Rewrite all the rows below with "Place a marker" changed to "Put a dot" wherever it occurs, and keep everything else the same. Leave the pictures out of your answer.

"""

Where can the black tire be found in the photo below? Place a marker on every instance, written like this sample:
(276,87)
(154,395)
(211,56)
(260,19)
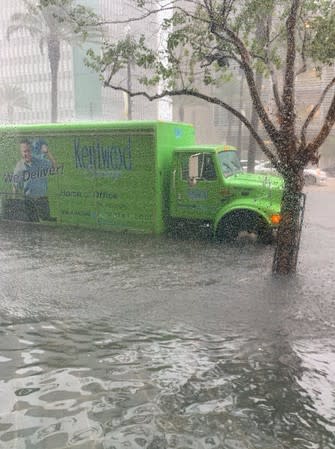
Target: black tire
(238,221)
(229,227)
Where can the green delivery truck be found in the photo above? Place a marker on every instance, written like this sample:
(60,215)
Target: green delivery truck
(144,176)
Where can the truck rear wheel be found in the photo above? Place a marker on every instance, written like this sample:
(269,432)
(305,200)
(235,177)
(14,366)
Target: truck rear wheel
(231,225)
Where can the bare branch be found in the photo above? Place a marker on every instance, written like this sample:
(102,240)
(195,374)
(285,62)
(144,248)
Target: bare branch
(208,99)
(246,66)
(303,67)
(325,130)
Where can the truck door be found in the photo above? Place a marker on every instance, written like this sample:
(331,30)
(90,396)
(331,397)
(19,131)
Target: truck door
(195,186)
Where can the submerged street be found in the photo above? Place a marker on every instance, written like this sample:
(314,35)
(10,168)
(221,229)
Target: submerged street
(125,341)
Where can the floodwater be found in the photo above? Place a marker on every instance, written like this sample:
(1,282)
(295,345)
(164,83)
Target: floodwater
(122,341)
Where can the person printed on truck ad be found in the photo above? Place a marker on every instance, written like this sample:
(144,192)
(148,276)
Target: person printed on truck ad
(31,172)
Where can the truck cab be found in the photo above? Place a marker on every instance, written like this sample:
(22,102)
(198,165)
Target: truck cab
(209,187)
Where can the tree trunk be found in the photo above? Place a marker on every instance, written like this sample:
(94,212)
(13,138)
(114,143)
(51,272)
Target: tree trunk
(54,57)
(10,113)
(288,237)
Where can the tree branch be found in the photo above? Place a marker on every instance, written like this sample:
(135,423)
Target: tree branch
(325,130)
(246,66)
(288,123)
(213,100)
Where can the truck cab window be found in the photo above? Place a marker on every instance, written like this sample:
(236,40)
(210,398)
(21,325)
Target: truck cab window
(205,164)
(208,171)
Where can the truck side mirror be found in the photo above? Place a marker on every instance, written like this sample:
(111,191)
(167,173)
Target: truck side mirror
(193,169)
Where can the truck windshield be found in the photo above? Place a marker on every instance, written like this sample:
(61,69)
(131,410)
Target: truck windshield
(229,163)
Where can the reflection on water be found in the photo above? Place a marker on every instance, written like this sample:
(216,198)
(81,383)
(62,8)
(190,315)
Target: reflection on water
(117,341)
(93,385)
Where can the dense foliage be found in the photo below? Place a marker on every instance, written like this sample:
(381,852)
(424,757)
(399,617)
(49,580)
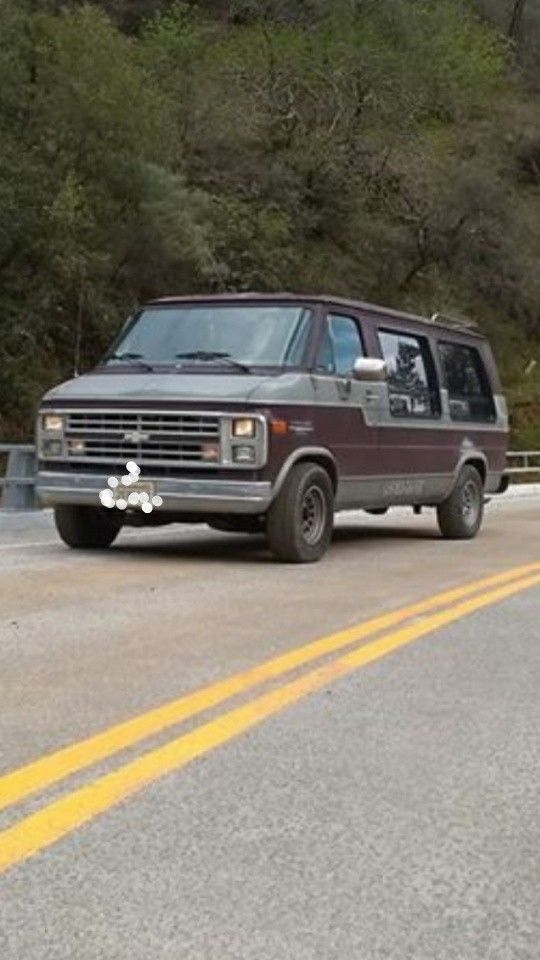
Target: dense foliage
(387,149)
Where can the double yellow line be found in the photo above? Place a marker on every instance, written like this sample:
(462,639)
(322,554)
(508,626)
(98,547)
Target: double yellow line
(61,816)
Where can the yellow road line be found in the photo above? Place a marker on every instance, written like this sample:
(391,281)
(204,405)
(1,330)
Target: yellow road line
(41,829)
(52,768)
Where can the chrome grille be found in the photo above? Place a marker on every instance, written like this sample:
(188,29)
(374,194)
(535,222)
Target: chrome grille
(148,438)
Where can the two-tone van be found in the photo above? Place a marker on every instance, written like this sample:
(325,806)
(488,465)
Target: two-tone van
(269,414)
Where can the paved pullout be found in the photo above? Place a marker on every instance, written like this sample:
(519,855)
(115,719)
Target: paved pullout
(392,815)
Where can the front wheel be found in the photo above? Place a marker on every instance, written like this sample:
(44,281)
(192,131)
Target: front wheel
(86,528)
(460,516)
(301,518)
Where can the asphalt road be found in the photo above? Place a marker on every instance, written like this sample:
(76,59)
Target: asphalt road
(375,796)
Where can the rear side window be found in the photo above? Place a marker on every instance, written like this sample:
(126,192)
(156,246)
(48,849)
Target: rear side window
(469,391)
(342,345)
(412,378)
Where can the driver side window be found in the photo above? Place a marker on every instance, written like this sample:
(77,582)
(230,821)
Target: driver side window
(342,345)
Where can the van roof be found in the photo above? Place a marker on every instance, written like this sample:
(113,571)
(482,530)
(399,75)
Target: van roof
(465,327)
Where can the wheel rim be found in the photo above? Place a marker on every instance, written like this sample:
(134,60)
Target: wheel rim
(470,503)
(314,512)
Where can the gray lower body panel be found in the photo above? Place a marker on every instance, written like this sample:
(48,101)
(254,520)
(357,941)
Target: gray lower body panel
(179,496)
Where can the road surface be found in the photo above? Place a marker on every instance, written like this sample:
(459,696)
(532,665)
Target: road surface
(206,755)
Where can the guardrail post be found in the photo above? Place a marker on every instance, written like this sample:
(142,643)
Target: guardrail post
(19,481)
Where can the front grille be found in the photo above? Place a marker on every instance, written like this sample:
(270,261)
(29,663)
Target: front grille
(147,438)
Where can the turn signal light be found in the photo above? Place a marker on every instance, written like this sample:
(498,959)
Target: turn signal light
(279,427)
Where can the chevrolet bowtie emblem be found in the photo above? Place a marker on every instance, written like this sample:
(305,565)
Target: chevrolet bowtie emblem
(136,436)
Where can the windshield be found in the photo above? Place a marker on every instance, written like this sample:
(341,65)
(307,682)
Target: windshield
(265,335)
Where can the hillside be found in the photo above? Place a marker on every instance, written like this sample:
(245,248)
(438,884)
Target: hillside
(387,149)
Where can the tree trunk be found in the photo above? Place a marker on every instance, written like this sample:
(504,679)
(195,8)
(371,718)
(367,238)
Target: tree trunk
(514,30)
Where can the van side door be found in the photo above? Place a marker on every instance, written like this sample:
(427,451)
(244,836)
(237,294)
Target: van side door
(416,458)
(342,403)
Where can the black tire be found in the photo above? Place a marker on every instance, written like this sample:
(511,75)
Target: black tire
(86,528)
(301,519)
(460,516)
(237,524)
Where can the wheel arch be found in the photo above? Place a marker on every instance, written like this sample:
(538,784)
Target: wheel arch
(320,455)
(479,462)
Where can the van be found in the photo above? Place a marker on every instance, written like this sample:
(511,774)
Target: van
(269,414)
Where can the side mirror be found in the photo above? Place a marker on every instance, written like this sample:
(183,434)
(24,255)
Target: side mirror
(370,370)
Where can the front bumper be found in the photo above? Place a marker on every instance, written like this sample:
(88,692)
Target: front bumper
(179,496)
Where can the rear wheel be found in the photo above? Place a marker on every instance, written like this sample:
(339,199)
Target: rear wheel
(301,518)
(460,516)
(86,528)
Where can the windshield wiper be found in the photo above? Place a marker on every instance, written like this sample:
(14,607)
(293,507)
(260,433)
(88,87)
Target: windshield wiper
(132,357)
(207,356)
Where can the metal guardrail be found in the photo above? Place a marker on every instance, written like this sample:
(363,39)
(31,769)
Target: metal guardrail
(17,488)
(527,461)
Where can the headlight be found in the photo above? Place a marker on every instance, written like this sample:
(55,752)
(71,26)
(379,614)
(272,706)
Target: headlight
(51,421)
(244,428)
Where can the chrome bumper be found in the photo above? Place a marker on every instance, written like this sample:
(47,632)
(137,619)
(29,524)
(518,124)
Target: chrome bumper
(182,496)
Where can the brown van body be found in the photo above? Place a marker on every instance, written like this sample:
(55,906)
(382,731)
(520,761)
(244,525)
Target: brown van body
(374,457)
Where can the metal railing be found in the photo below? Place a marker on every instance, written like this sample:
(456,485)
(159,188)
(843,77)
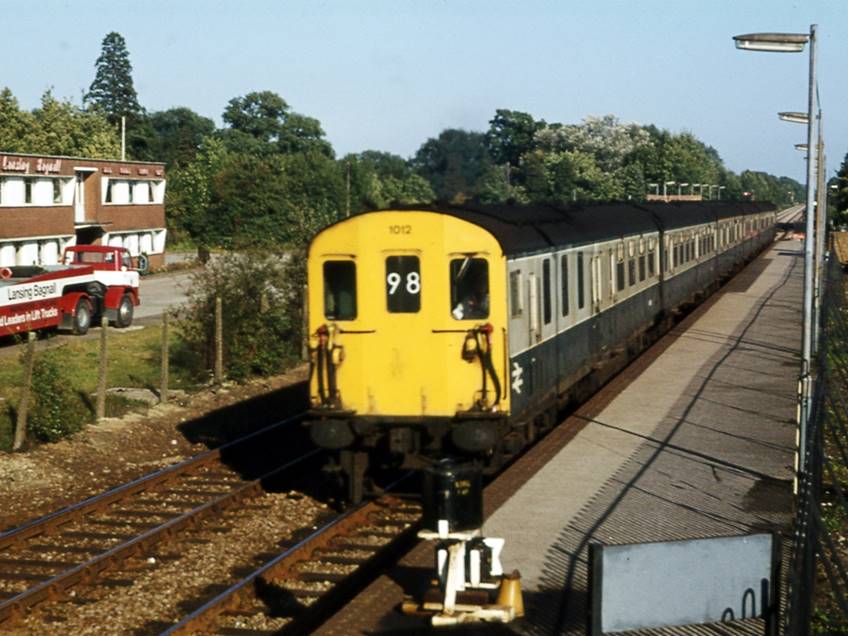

"""

Worked answer:
Where can the black tire be found in the photo below? Put a dot on every instance, written like this sample:
(276,87)
(154,395)
(211,56)
(260,19)
Target: black tire
(238,221)
(229,227)
Where can the green delivery truck be found in the photo above? Put a dot on every instance, written like this sample:
(60,215)
Target: green delivery truck
(144,176)
Where can the truck rear wheel be found in the photo above? Put a dot on every instance, written like this sample:
(269,432)
(305,200)
(235,177)
(14,366)
Target: truck rear wheel
(231,225)
Where can the bare branch be found in the photo above? Put a dot on every instance, written like this sample:
(102,240)
(195,374)
(285,62)
(144,248)
Target: bare branch
(208,99)
(246,66)
(303,67)
(325,130)
Where can the truck door be found in the photo above? Put a dot on every instance, written like this sample:
(331,30)
(90,396)
(331,397)
(19,131)
Target: truck door
(195,186)
Where can the submerged street be found in the photo above? Put a dot on every instance, written like this sample:
(314,35)
(10,168)
(221,229)
Target: submerged street
(125,341)
Where can the floodwater be found in the photo above? Put a dot on every instance, written like this sample:
(1,282)
(295,345)
(164,83)
Target: floodwater
(122,341)
Where can the person printed on truck ad be found in the photo above? Put a dot on every instance, written like this sample:
(144,192)
(148,276)
Target: person printed on truck ad
(31,172)
Where can the truck cab be found in the photo above? Put a dot on every instance, written like this sample:
(22,102)
(198,165)
Target: truck cab
(209,187)
Where can the tree trunk be found in the photo above? Put a dot on every instance, written like this sample:
(94,212)
(13,138)
(114,143)
(51,272)
Target: tree trunk
(54,57)
(10,113)
(288,237)
Where can the tree branch be found in the photo above? Put a dot on every instance, written like this sample:
(135,423)
Target: tree branch
(325,130)
(246,66)
(288,123)
(213,100)
Where can the truck cab window be found in the photo above? Put a dot on every instance, written like this sample:
(236,40)
(210,398)
(21,325)
Target: truck cab window
(205,164)
(208,171)
Where can the truck side mirror be found in the photo above? Put a dot on every instance, written like this sample:
(111,191)
(167,173)
Target: truck side mirror
(193,169)
Where can the truck windshield be found in the photo above? Put a dot on every instance, written like this sample:
(61,69)
(131,410)
Target: truck windshield
(229,163)
Where can the reflection on water be found in the photo above? Put a dot on every instance, written like this sample:
(216,198)
(81,383)
(62,8)
(190,315)
Target: reflection on water
(117,341)
(93,385)
Where can the dense foliage be found in the photo below? Put a dot on every instance, written like this sample:
(381,852)
(424,757)
(399,617)
(49,580)
Target: dense foliage
(387,149)
Where can the double yellow line be found in the photo above? Put a dot on every instance, written like this sample:
(462,639)
(322,554)
(508,626)
(98,547)
Target: double yellow line
(61,816)
Where can the yellow road line be found in the photo above? Put a dot on every instance, written like this sample:
(391,281)
(204,405)
(1,330)
Target: yellow road line
(41,829)
(52,768)
Where can the chrome grille be found in the photo above? Put a dot on every instance, written like this sample:
(188,29)
(374,194)
(535,222)
Target: chrome grille
(148,438)
Where can the two-tone van be found in the photo above? Put a dot on every instance, written like this sample:
(325,806)
(488,465)
Target: two-tone van
(269,414)
Where can the paved pullout be found in the photo above? Put a dot on every instance, written like this sample:
(519,855)
(115,719)
Target: paved pullout
(392,815)
Where can the front wheel be found in the photo above? Put a dot on every instance, written like this sample:
(44,281)
(192,131)
Target: front wheel
(86,528)
(460,516)
(301,518)
Where can the asphalt road be found in the photo above? Put a dot on every instance, written like this sample:
(76,59)
Target: asphalt road
(375,796)
Where can the rear side window be found in the photo above? Put a dot on every instance, written like this sample:
(126,192)
(156,246)
(48,849)
Target: rear side window
(469,391)
(342,345)
(412,378)
Where can the driver side window be found in the photo above? Put a dot on every instance, written like this sample:
(77,582)
(230,821)
Target: driver side window
(342,345)
Where can the van roof be found in the photo above? Put a dot on every instance, written like this sample:
(113,571)
(482,530)
(399,75)
Target: van roof
(465,327)
Where can the wheel rim be found in the photo above? Put a dot on every instance, written like this sample:
(134,60)
Target: wheel rim
(470,503)
(314,512)
Where can the gray lower body panel be found in the photo above? Put a dot on every instance, written like this sample:
(48,101)
(254,520)
(357,941)
Target: gray lower body panel
(179,496)
Where can the road surface be found in the photo above? Put a dot on every instance, written like this sample:
(459,696)
(532,665)
Target: road surface
(206,755)
Where can the guardrail post be found in the photo above? Put a dot on every instance, written like this sample:
(142,643)
Target: guardrail post
(19,481)
Where can the front grille be found in the photo above? Put a dot on every instance, written like this sample:
(270,261)
(29,663)
Target: front grille
(147,438)
Where can the turn signal light be found in the photo above? Put a dot on every instance, written like this sample:
(498,959)
Target: turn signal light
(279,427)
Where can the chevrolet bowtie emblem be found in the photo above? Put a dot on every instance, written like this sample:
(305,565)
Target: chevrolet bowtie emblem
(136,436)
Where can the windshield be found in the photo above? Put a dot on every instance, written like this sample:
(341,65)
(307,682)
Target: windshield
(265,335)
Where can the hillside be found in the photo above? Put a dot on every instance, written like this sample:
(245,248)
(438,884)
Target: hillside
(387,149)
Where can the tree trunk be found in the photo above? Put a dot on every instance, written like this sample:
(504,679)
(195,8)
(371,718)
(367,238)
Target: tree trunk
(514,30)
Where can the van side door be found in the photo above? Put a dot on every instance, written like this sample:
(427,451)
(244,836)
(237,294)
Target: van side door
(416,458)
(342,403)
Where can the black tire be found in the photo above? Put a dot on every instance, written like this sample:
(511,75)
Target: black tire
(86,528)
(301,519)
(460,516)
(237,524)
Where can the wheel arch be found in the photo above? Put a dot on every instance, written like this sample:
(538,784)
Target: wheel arch
(320,455)
(479,462)
Where can the van be found in the photo above? Put a dot on every instance, written like this sample:
(511,774)
Target: van
(269,414)
Where can the side mirror be found in the photo above? Put a dot on every instance, written like this sample:
(183,434)
(24,255)
Target: side mirror
(370,370)
Where can the front bumper be found in the photo above? Put a dot on every instance, written like this sample:
(88,692)
Target: front bumper
(179,496)
Where can the rear wheel be found in the photo above? Put a dot on every instance, written like this sample:
(339,199)
Target: rear wheel
(301,518)
(460,516)
(86,528)
Where can the windshield wiper be found in the photo above? Put a dot on every instance, written like this sample:
(14,607)
(293,507)
(260,433)
(88,87)
Target: windshield wiper
(132,357)
(207,356)
Where can the metal guardrail be found in the photo above? Put a dot on every instance, written like this sample:
(363,39)
(31,769)
Target: metal guardrail
(17,488)
(527,461)
Where can the headlight be found in the photo above? Put a dot on every instance, written like this sample:
(55,752)
(71,26)
(379,614)
(272,706)
Target: headlight
(51,421)
(244,428)
Where can the chrome bumper be found in the photo above? Put a dot on every instance, written like this sample:
(47,632)
(137,619)
(29,524)
(518,124)
Target: chrome bumper
(182,496)
Where can the brown van body be found in the photo above? Put a dot on every instance, written like this sample:
(55,906)
(382,731)
(520,761)
(244,525)
Target: brown van body
(374,457)
Where can the metal railing be found in the photo below? Put a dot on every instance, written like this sample:
(456,485)
(159,188)
(843,77)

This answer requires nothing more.